----- Extrait -----

Le film se réalise avec difficultés. Perry se brouille avec le producteur et quitte le tournage. Sydney Pollack, réalisateur débutant, le remplace au pied levé et tourne la séquence la fin du film où Merril rencontre son ancienne maîtresse. Ce rôle était à l’origine jouée par Barbara Loden dont l’interprétation donnait trop de poids à son personnage d’après Lancaster. Elle a été congédiée et remplacée par Janice Rule.
Le parcours de Merril qui rentre chez lui passant de piscine et piscine prend la forme d’un voyage imaginaire et introspectif. « La progression dans l’espace va de pair avec le retour sur sa propre histoire personnelle et intime ». (( Citation extraite d’une Interview de Jean Baptiste ThoreT  dans « The swimmer, plongeon vers le nouvel Hollywood », un film de Eric Paccoud, supplément au dvd « The Swimmer » Editions Wild Side, Coll. Les introuvables )). Merril rencontre ses voisins, ses amis, ses anciens amours, se blesse et se confronte progressivement au passé qu’il dénie. Le principe narratif de la nouvelle et du scénario repose sur la découverte progressive de l’étrangeté et des incohérences d’un récit à la première personne et se termine par le constat de sa faillite par rapport à la réalité, ce qu’on identifie après coup comme un délire. Les piscines qui se succèdent sont des parenthèses où Merril se ressource et se reconstitue tandis que le spectateur découvre progressivement sa folie.

----- Liste des entrées -----

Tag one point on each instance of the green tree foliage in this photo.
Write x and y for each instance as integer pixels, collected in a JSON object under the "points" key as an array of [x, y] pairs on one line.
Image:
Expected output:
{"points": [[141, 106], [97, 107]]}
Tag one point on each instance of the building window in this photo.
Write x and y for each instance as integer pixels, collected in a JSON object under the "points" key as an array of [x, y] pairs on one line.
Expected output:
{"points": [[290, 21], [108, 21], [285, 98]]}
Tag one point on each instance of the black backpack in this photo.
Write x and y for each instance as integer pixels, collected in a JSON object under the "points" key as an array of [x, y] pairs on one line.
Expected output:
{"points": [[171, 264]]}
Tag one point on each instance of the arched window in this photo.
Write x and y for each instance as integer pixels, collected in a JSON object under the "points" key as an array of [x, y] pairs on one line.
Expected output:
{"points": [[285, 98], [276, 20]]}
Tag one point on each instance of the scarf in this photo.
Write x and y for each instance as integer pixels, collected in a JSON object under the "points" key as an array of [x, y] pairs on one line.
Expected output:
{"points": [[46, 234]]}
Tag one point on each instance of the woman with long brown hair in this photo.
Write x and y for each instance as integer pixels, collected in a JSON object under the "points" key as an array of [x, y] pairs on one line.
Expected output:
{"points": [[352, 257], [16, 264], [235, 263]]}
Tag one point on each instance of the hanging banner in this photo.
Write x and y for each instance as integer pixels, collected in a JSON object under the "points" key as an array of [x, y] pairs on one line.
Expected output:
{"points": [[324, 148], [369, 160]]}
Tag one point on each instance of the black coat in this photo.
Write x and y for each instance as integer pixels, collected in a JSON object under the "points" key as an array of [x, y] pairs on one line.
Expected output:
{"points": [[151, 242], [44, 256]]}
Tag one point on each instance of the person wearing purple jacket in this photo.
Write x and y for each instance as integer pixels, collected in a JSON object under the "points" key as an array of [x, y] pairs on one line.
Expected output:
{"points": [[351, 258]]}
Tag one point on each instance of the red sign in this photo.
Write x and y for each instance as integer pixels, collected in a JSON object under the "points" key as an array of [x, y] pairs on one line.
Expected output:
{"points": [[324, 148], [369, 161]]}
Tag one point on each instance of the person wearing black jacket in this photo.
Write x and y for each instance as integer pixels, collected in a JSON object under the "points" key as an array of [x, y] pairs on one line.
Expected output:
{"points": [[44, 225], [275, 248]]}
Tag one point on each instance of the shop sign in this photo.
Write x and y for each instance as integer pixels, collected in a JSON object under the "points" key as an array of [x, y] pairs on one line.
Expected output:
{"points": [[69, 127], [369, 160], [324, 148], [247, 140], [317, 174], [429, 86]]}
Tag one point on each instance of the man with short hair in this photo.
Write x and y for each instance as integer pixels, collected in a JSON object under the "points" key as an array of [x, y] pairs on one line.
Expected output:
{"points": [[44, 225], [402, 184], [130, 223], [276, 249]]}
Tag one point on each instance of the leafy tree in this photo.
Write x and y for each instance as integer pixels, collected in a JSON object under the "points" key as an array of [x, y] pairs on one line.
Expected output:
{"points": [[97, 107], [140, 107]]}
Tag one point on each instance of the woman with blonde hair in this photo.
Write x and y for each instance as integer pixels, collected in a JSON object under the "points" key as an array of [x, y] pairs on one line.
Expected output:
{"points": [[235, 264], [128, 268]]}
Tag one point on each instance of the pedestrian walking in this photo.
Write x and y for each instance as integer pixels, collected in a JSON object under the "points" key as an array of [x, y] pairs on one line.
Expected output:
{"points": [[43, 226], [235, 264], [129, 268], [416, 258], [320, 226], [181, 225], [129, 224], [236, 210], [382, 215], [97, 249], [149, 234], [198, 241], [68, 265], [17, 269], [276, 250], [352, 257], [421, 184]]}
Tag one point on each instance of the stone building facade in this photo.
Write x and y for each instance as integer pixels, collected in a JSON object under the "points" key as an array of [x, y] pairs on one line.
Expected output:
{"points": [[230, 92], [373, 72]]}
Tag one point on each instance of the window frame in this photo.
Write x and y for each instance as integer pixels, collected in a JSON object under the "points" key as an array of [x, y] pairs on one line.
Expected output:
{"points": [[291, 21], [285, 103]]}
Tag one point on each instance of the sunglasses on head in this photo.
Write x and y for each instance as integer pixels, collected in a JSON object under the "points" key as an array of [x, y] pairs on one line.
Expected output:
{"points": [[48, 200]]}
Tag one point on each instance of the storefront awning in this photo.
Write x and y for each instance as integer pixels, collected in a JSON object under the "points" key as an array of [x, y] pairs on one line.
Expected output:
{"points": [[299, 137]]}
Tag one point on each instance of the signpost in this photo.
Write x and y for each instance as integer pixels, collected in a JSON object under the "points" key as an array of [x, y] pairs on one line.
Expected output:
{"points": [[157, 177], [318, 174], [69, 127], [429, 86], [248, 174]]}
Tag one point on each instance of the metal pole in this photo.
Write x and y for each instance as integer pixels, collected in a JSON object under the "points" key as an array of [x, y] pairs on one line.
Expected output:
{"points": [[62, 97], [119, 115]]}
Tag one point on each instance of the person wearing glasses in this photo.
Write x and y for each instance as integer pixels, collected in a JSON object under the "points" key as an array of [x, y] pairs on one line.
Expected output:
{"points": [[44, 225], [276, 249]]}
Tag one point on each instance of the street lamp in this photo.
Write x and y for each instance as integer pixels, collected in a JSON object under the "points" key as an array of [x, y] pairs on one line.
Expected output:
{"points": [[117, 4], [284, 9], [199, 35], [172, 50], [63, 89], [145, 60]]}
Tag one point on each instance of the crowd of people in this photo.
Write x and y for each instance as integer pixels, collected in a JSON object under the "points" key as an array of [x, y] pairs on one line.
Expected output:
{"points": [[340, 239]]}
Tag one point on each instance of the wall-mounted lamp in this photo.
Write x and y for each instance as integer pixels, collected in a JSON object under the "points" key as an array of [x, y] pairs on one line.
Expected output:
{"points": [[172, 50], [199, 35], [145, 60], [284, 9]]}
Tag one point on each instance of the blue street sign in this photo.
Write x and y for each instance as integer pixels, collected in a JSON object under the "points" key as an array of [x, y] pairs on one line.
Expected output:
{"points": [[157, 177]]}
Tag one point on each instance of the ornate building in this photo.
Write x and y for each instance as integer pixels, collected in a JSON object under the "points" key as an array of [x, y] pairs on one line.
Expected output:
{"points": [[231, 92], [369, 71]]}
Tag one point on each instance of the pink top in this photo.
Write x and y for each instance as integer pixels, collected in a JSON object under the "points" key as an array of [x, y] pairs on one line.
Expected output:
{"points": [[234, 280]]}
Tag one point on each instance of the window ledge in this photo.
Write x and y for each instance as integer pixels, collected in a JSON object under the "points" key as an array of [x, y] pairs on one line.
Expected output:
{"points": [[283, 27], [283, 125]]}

-----

● Consignes:
a - Répondez aux questions suivantes à partir de l'extrait :
(i) Qui remplace Perry après son départ du tournage ?
(ii) Quelle actrice remplace Barbara Loden ?
(iii) Selon l'extrait, que sont les piscines pour Merril ?
b - Traduisez en anglais cette phrase de l'extrait : « Merril rencontre ses voisins, ses amis, ses anciens amours, se blesse et se confronte progressivement au passé qu’il dénie. »
c - Réécrivez, s'il vous plaît, sous forme de liste le paragraphe de l'extrait qui commence par « Le film se réalise avec difficultés », en conservant ses faits principaux.

● Corrigé:
a -
(i) Sydney Pollack, alors réalisateur débutant.
(ii) Janice Rule.
(iii) Des parenthèses où il se ressource et se reconstitue.

b - Merril meets his neighbors, his friends, his former loves, gets hurt, and gradually confronts the past he denies.

c -
- Le tournage du film est difficile.
- Perry se brouille avec le producteur et quitte le tournage.
- Sydney Pollack, réalisateur débutant, le remplace au pied levé et tourne la séquence de fin où Merril rencontre son ancienne maîtresse.
- Ce rôle était d'abord tenu par Barbara Loden, dont le jeu donnait trop de poids au personnage selon Lancaster.
- Elle est congédiée et remplacée par Janice Rule.